ЧТО СДЕЛАТЬ
A. Назовите все владения, которые, согласно отрывку, Оттон согласился уступить папе.
B. Пожалуйста, перепишите из отрывка слово в слово фрагмент, начиная со слов "Вернувшийся тем временем" и заканчивая словами "этом не добился.".
C. Кто, по словам отрывка, повторно короновал Филиппа Швабского и в каком городе?

ОТРЫВОК
______________________________
Вмешательство Иннокентия III

При таком положении выросло положение папы римского, которым в 1198 году стал Иннокентий III. Он решил воспользоваться обстоятельствами для того, чтобы упрочить положение папской курии в империи.

Этому способствовало и то, что умершая в том же 1198 году королева Сицилии Констанция назначила опекуном своего сына Фридриха папу Иннокентия, признав его, кроме того, сюзереном Сицилийского королевства. Оттон Брауншвейгский настойчиво искал опору в Иннокентии, однако он не стал вмешиваться в дела королевства, в котором между Филиппом и Оттоном развязалась междоусобная война.

Вернувшийся тем временем из Крестового похода архиепископ Майнца, Конрад I, канцлер империи, попытался создать третью партию, отстаивающую интересы Фридриха Сицилийского, но успеха в этом не добился.

В 1199 году погиб король Ричард Английский, в результате перевес оказался на стороне Филиппа. Однако тут вмешался папа Иннокентий, который неожиданно принял сторону партии Вельфов. 1 марта 1201 года он признал право на престол за Оттоном, а в июне того же года выпустил Нейсский конкордат, в котором оговорил, что принимает под свою руку владения в Северной Италии. В итоге Оттон согласился уступить папе Равеннский экзархат, Пентаполис, Анконскую и Тосканскую марки, а также герцогство Сполето. Тогда же король Дании занял Гольштейн. А Филиппа и его сторонников папа отлучил от церкви, что, однако, не имело никаких последствий.

Борьба с Оттоном IV

До 1203 года преимуществом владел Оттон. Однако к 1204 году его позиции ослабли.

В том же году от Оттона на сторону Филиппа Швабского перешли многие феодалы, в том числе и брат Оттона, пфальцграф Рейнский Генрих V, герцог Брабанта Генрих I, ландграф Тюрингии, король Чехии Пржемысл Оттокар I и даже архиепископ Кёльна Адольф Альтенский, который 6 января 1205 года в Ахене повторно короновал Филиппа Швабского.
______________________________
ИЗВЛЕЧЁННЫЕ ЗАПИСИ
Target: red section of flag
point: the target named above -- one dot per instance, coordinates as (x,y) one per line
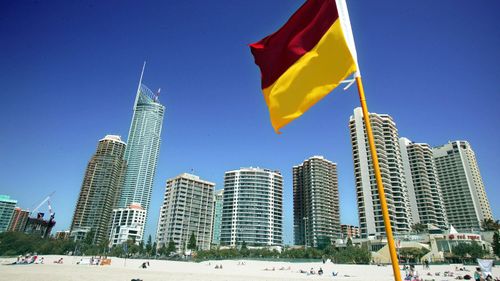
(277,52)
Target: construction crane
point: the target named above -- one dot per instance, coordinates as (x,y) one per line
(47,199)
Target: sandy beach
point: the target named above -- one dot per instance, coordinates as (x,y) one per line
(232,270)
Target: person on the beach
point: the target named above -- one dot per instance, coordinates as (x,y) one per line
(477,274)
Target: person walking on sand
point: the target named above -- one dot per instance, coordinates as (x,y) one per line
(477,274)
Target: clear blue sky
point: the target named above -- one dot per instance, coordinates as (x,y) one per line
(69,72)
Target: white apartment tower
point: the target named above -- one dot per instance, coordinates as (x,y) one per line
(127,224)
(391,167)
(252,208)
(187,208)
(462,186)
(424,191)
(316,214)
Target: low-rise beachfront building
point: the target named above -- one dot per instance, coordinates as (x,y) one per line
(7,206)
(438,244)
(62,235)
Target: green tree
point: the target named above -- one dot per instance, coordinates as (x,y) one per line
(192,242)
(18,243)
(171,247)
(496,244)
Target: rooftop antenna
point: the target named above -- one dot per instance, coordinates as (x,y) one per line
(157,95)
(139,86)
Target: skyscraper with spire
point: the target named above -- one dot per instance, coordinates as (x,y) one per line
(143,147)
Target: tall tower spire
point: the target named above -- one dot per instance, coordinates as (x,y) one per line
(139,86)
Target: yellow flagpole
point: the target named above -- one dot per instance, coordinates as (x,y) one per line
(378,177)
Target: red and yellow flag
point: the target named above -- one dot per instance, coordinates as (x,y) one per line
(303,61)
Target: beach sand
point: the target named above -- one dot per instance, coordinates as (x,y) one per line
(121,270)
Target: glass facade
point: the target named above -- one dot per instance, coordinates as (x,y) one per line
(100,189)
(218,200)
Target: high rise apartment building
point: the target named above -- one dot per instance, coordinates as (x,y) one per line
(391,167)
(187,208)
(127,224)
(462,186)
(19,219)
(424,191)
(316,202)
(349,231)
(100,189)
(143,148)
(217,216)
(7,206)
(252,208)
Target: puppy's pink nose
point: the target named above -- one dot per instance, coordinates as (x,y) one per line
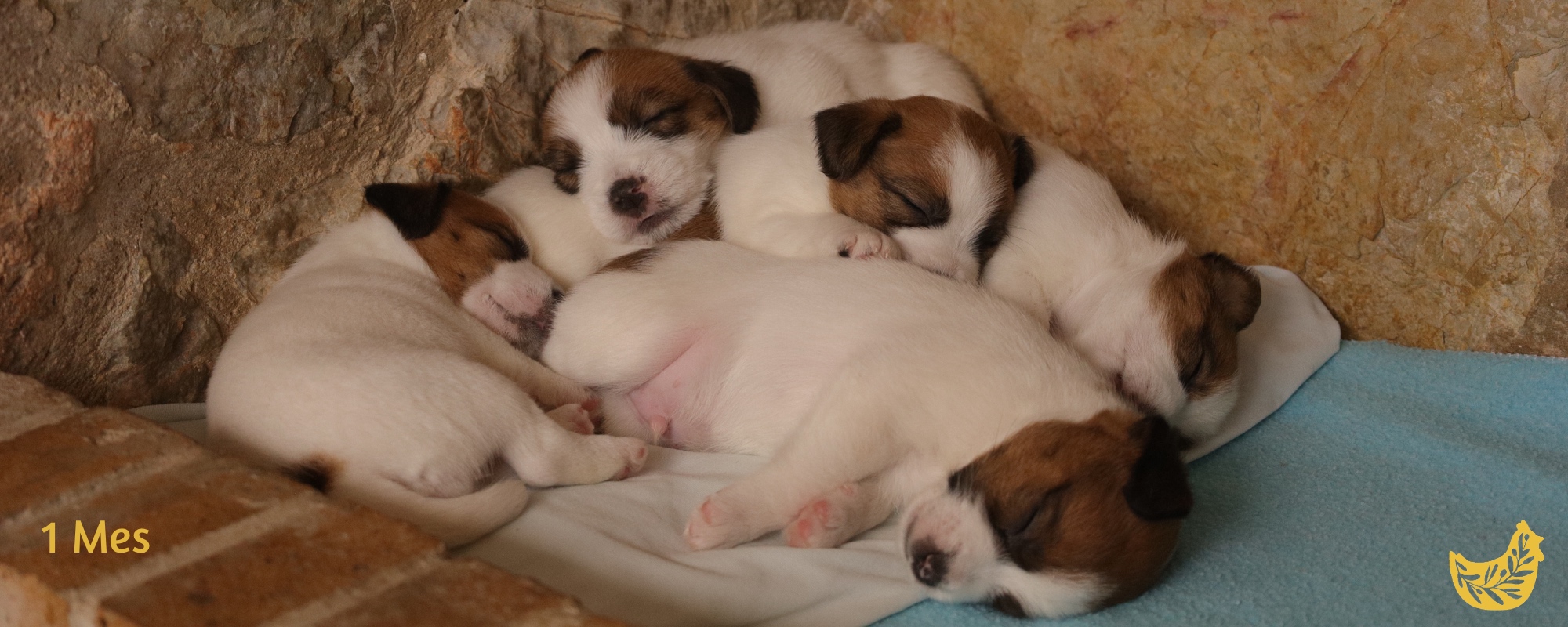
______________________________
ОТВЕТЫ К ЗАДАНИЯМ
A. Равеннский экзархат, Пентаполис, Анконская марка, Тосканская марка, герцогство Сполето.

B.
Вернувшийся тем временем из Крестового похода архиепископ Майнца, Конрад I, канцлер империи, попытался создать третью партию, отстаивающую интересы Фридриха Сицилийского, но успеха в этом не добился.

C. Архиепископ Кёльна Адольф Альтенский, в Ахене.